_Requirement:_ Find every line below that contains the word "hanging" and copy each of those lines in full. Case counts, so match uppercase and lowercase letters exactly.

_Provided material:_
_ _ _

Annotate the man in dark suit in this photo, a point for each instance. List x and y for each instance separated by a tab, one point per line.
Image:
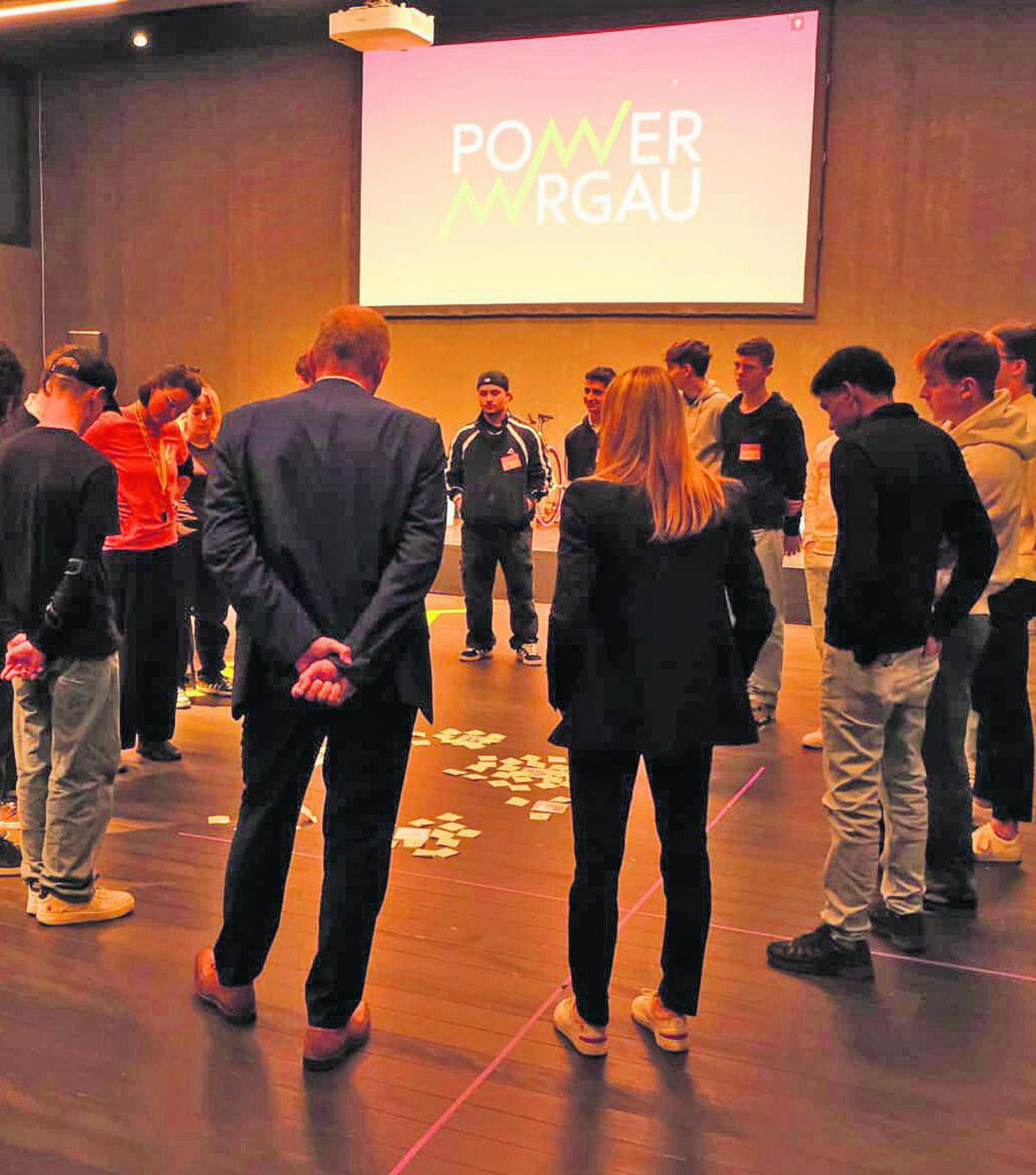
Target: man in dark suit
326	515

_ _ _

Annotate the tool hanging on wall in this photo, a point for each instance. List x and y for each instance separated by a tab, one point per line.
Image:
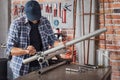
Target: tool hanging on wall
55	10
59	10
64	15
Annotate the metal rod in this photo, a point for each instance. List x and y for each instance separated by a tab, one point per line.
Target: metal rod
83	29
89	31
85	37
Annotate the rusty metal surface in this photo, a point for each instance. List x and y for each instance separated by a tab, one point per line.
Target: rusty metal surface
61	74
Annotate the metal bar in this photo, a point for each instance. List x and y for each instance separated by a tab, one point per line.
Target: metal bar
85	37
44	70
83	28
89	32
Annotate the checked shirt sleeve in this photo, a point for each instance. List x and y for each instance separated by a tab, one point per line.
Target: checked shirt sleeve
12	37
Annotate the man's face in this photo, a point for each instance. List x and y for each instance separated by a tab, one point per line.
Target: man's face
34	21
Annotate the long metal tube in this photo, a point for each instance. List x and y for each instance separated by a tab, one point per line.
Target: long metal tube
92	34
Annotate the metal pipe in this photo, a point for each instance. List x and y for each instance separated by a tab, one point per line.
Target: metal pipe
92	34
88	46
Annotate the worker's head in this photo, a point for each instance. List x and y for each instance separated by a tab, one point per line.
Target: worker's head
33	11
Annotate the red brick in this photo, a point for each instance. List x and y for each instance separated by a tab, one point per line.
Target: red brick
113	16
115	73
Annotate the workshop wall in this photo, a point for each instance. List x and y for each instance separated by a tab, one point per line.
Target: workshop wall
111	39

_ _ _

_In response:_
Annotate the tool hanging on wall in this photo, a point for each instance. List x and y for each instance separated by a tab, one point per line.
Target: tool hanging on wall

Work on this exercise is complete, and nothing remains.